(Beginning of DATASET ENTRIES)

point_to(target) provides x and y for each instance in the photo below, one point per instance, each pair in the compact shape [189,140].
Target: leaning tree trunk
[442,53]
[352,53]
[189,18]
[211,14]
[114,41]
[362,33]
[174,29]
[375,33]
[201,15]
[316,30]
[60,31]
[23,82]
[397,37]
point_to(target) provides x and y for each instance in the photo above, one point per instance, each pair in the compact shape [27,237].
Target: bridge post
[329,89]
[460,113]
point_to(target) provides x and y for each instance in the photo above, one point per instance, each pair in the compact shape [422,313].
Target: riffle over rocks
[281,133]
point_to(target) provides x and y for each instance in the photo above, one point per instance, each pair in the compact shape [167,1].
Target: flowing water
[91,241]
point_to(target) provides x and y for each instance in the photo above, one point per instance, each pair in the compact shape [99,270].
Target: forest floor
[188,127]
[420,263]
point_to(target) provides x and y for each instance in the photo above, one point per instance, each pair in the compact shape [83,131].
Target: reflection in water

(End of DATASET ENTRIES)
(Beginning of DATASET ENTRIES)

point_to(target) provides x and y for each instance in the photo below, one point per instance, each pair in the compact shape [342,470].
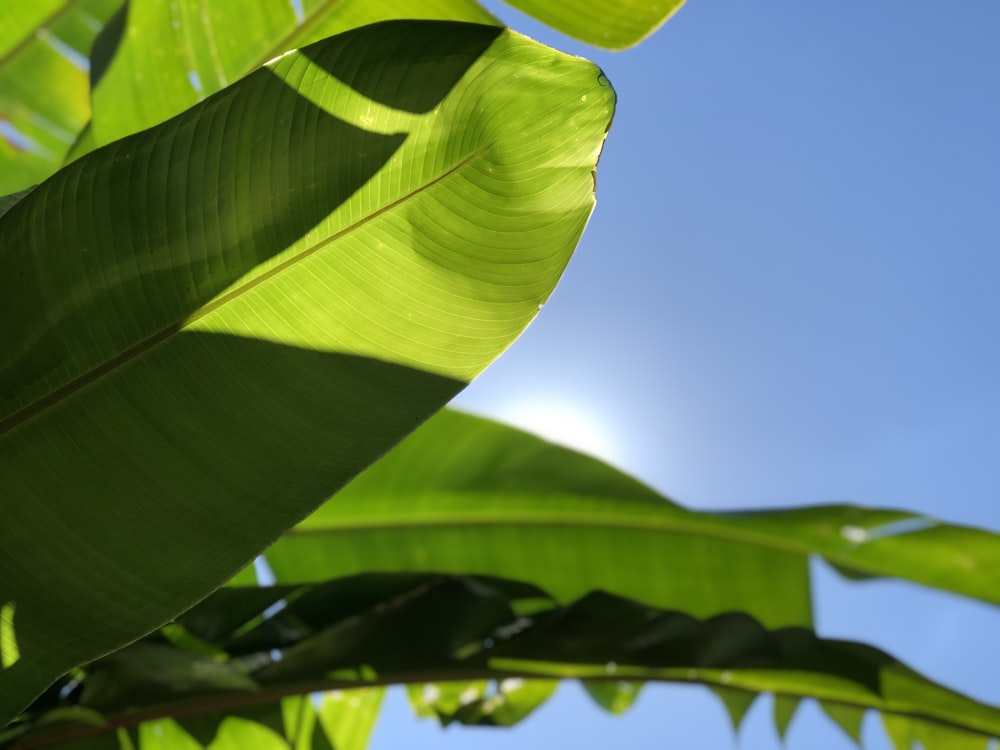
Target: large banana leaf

(End of DATASET ENTRIES)

TASK REQUIREMENTS –
Beginning with the line containing "compact shape [422,313]." in the material above, copy every line exactly until you have copied the line containing "Target: reflection in water".

EXERCISE RESPONSE –
point_to(target) provides x and y for each instance in the photo above, one point per instance, each pair in the compact shape [422,313].
Target: riffle over rocks
[281,133]
point_to(target) provides x and y for each instance in the photo above, one point per instance, each pair in the compact shape [167,1].
Target: flowing water
[91,241]
point_to(target) provides x and y for each instance in the photo above, one point per instance, each pair in the compact shape [99,270].
Target: forest floor
[188,127]
[420,263]
point_to(target) provides x and y for each instance in the photo above, one point per instance, each pair in the compact shape [83,131].
Target: reflection in water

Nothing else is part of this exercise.